DIRECTIONS ▸ The records follow. Filter them to the lines that hold "window".

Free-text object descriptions
————————
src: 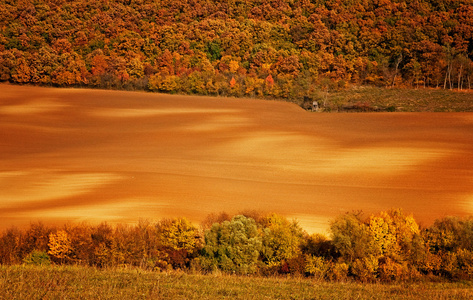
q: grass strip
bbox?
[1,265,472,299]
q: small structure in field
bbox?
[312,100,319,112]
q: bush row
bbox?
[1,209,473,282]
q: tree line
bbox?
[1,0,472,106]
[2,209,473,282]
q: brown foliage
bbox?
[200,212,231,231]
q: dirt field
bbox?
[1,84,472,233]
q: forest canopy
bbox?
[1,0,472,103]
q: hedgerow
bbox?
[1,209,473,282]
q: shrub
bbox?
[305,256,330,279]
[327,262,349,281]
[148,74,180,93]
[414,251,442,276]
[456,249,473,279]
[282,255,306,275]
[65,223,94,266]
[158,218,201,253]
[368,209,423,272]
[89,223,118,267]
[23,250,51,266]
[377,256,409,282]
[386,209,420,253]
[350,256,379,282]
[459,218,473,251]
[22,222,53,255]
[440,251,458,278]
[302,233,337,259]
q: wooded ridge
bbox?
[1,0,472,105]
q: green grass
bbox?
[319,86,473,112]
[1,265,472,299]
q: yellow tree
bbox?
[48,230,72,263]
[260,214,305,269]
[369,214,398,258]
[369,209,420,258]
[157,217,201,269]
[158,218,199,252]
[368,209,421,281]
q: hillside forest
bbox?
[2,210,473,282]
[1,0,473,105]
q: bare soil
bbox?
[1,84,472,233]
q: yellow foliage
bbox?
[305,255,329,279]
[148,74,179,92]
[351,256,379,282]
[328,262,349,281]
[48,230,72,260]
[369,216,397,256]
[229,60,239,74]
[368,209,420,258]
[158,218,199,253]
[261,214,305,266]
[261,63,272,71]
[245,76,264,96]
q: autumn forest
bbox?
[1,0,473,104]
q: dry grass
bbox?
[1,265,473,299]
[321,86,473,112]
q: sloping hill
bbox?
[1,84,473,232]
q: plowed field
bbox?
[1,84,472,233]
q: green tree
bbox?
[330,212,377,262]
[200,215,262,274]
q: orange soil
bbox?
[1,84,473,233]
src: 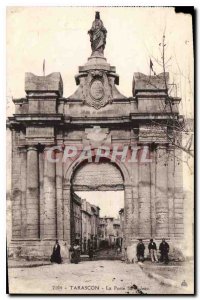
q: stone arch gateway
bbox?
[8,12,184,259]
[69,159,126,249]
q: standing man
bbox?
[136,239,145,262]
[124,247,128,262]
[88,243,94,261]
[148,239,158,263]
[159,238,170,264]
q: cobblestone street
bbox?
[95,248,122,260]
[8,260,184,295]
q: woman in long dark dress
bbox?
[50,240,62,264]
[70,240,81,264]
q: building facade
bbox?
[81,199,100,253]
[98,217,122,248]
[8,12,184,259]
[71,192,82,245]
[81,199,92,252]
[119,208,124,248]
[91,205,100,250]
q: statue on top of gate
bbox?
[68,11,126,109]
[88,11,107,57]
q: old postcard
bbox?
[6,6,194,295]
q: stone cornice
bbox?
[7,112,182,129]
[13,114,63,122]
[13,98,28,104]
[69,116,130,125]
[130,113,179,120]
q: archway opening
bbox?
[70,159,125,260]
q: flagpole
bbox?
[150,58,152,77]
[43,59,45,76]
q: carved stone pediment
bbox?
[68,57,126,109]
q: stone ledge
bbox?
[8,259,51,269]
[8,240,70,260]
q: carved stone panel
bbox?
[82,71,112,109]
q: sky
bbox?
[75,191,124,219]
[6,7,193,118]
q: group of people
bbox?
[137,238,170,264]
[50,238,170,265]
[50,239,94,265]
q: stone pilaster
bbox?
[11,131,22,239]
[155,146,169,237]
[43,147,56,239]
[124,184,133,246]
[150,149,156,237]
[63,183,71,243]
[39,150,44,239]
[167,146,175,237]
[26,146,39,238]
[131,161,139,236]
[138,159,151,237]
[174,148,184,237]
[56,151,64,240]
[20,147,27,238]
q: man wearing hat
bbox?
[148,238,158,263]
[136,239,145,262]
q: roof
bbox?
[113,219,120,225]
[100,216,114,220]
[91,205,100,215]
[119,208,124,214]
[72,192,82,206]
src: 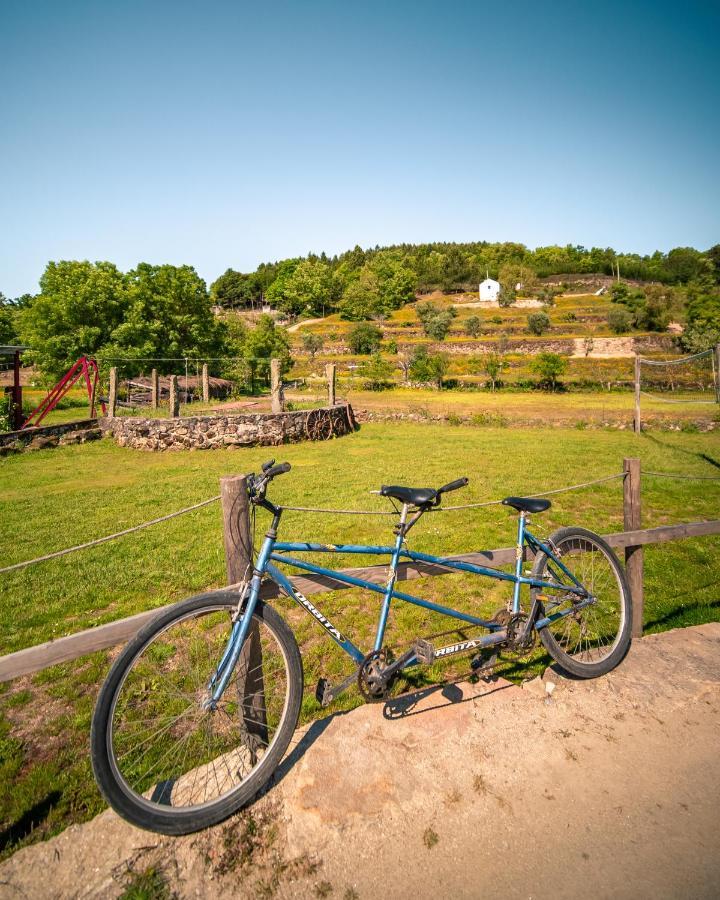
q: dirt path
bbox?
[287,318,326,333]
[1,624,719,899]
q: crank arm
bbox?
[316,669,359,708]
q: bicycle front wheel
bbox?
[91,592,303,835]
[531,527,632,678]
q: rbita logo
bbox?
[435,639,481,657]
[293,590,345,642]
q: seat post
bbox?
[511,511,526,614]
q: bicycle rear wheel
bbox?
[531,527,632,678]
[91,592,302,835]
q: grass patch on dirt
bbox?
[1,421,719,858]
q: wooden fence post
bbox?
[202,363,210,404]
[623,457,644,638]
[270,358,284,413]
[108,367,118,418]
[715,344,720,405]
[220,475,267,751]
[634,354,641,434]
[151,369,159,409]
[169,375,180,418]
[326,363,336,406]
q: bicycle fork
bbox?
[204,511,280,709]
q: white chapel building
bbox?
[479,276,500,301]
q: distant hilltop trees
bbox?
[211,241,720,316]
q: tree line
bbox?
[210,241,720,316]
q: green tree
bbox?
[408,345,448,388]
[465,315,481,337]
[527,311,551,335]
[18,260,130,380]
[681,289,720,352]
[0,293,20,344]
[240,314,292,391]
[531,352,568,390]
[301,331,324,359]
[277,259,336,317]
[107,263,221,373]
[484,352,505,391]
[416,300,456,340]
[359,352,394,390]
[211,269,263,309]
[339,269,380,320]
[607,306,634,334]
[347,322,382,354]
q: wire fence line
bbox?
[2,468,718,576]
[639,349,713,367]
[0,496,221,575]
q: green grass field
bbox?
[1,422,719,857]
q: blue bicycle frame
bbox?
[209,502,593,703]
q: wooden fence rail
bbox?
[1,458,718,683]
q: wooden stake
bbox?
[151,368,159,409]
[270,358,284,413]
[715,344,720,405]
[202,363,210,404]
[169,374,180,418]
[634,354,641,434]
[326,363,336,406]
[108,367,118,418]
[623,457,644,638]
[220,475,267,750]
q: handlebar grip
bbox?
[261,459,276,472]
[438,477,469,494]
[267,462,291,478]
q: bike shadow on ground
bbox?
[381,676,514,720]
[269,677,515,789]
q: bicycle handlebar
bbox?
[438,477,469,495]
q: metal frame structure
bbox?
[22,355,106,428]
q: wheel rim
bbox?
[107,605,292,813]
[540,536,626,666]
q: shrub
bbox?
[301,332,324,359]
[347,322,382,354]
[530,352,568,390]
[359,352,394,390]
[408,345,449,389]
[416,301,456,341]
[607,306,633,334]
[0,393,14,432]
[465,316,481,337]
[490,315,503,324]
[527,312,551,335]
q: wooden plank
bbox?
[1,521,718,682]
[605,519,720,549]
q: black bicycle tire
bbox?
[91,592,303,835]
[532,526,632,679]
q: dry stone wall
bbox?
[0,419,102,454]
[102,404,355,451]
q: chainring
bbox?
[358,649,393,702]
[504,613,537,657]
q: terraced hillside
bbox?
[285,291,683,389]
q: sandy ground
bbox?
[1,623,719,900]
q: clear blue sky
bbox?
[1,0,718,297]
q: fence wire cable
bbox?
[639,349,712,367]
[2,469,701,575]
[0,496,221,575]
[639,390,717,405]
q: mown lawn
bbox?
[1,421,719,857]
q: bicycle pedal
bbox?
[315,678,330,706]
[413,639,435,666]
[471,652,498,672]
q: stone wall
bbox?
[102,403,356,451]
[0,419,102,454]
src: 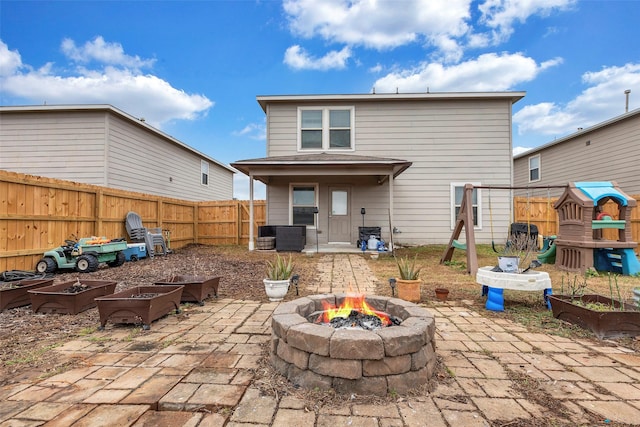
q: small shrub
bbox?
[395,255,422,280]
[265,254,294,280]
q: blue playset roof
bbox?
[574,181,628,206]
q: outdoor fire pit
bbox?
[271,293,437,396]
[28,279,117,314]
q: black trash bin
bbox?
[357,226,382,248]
————————
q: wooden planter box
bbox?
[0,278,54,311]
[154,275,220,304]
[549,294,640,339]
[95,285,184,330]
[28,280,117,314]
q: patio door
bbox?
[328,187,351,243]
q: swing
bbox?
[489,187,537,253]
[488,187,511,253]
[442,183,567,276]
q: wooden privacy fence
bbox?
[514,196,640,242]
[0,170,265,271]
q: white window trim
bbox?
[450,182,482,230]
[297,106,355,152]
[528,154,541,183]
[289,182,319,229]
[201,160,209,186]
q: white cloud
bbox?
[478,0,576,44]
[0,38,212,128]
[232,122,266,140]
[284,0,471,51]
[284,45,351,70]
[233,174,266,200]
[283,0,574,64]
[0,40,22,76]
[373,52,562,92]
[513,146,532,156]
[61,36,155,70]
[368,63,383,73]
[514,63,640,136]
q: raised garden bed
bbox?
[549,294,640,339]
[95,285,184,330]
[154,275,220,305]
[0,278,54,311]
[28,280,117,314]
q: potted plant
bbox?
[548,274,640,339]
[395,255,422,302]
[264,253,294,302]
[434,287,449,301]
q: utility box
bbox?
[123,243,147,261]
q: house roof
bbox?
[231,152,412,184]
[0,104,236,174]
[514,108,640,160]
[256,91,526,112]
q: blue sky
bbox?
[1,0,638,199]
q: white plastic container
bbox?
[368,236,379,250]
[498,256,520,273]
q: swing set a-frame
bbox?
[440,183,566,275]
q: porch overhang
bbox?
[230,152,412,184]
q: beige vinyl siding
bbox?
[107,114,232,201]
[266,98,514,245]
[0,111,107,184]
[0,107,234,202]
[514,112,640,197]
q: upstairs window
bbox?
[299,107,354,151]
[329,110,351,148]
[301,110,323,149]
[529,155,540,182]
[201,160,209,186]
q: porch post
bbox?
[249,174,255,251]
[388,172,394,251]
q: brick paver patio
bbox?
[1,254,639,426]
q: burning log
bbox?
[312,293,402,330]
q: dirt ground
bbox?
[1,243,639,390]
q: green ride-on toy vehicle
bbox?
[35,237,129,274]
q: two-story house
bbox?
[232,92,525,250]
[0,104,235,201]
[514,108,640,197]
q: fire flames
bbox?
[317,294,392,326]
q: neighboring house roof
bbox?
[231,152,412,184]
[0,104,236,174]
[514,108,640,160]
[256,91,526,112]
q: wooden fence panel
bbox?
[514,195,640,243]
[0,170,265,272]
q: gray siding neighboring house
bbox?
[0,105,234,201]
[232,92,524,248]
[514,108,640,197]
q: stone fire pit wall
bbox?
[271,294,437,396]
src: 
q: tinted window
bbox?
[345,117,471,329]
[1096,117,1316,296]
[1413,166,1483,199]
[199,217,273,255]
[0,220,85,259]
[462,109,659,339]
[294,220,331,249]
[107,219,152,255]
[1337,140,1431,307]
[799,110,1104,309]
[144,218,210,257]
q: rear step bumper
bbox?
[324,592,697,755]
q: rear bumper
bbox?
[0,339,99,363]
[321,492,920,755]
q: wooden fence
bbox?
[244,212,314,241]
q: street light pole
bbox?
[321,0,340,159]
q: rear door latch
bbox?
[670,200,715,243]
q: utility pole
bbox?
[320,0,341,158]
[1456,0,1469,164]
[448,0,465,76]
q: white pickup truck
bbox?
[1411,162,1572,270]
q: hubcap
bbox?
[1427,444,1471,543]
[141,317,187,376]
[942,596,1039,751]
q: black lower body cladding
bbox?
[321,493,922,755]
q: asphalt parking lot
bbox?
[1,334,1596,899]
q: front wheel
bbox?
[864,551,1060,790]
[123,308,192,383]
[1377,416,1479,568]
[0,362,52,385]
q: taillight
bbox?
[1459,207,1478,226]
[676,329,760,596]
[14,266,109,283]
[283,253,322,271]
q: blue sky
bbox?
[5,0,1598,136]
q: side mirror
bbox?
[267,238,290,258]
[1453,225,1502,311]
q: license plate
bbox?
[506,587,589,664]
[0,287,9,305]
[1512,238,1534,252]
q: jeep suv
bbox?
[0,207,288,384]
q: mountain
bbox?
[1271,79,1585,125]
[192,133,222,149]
————————
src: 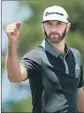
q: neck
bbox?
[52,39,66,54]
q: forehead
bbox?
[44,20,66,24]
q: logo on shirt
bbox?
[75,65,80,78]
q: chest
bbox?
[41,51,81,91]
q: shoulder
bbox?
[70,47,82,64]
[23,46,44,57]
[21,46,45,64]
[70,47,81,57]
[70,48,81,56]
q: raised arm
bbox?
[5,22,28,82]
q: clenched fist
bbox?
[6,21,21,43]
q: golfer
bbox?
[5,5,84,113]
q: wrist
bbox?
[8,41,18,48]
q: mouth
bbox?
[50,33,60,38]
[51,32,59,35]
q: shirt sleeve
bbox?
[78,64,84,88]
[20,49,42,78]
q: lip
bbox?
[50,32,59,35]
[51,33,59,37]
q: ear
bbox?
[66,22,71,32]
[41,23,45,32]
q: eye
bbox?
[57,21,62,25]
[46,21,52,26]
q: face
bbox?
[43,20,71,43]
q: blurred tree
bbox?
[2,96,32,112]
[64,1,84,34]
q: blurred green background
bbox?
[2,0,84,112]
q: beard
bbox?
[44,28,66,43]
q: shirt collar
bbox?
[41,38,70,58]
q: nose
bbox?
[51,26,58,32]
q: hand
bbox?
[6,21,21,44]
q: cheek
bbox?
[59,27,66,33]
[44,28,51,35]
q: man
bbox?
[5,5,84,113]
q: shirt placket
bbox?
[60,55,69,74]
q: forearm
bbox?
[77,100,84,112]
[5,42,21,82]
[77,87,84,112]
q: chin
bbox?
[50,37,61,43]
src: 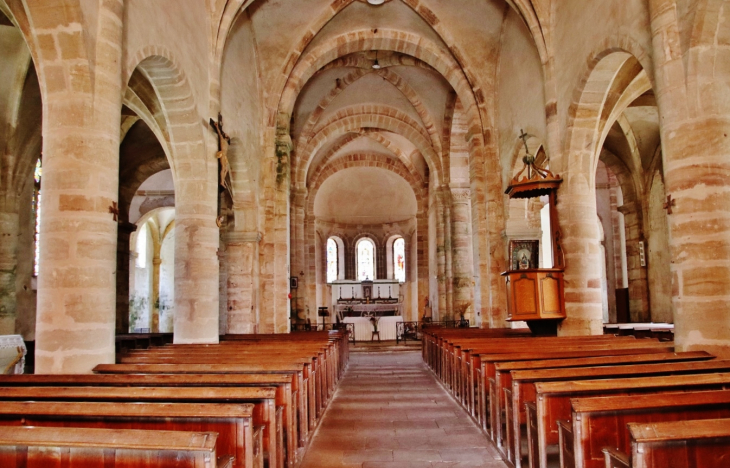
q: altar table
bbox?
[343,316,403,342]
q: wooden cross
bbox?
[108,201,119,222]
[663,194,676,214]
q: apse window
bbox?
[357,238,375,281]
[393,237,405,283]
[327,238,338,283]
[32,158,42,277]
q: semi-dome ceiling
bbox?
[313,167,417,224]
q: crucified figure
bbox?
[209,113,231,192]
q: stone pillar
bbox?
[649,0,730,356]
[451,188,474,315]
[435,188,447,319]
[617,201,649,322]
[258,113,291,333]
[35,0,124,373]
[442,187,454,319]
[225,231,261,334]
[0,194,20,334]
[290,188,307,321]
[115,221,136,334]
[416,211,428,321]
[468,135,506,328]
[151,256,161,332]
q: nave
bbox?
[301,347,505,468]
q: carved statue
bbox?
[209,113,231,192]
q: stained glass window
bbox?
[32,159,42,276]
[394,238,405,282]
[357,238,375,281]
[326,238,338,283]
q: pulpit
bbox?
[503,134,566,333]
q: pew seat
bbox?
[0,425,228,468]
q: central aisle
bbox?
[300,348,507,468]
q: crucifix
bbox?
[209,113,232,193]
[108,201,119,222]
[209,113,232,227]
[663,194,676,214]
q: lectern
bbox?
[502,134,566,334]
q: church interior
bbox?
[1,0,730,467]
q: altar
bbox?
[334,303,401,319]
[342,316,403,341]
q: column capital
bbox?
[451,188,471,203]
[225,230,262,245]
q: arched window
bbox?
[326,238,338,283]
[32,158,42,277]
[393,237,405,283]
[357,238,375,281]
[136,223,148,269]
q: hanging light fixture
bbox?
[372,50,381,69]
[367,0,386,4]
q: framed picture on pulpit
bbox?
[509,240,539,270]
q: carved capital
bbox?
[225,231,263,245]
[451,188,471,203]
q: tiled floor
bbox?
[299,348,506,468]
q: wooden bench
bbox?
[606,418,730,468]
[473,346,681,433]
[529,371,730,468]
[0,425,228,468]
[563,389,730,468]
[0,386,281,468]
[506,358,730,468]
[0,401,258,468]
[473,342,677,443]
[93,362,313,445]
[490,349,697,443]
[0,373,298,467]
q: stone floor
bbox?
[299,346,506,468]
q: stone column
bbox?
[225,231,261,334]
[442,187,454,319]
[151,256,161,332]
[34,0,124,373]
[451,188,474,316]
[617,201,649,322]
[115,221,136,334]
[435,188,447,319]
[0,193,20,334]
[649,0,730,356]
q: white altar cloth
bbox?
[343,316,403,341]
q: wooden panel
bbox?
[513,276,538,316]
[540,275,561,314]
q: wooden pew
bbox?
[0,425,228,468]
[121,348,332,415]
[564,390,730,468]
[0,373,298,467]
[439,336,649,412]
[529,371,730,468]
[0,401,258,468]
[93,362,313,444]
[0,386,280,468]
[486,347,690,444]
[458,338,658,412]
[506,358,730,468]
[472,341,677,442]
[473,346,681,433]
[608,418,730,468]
————————
SOLUTION FOR THIS PROBLEM ▸
q: white window trim
q: upstairs window
q: tinted window
q: apse window
q: stained glass window
q: arched window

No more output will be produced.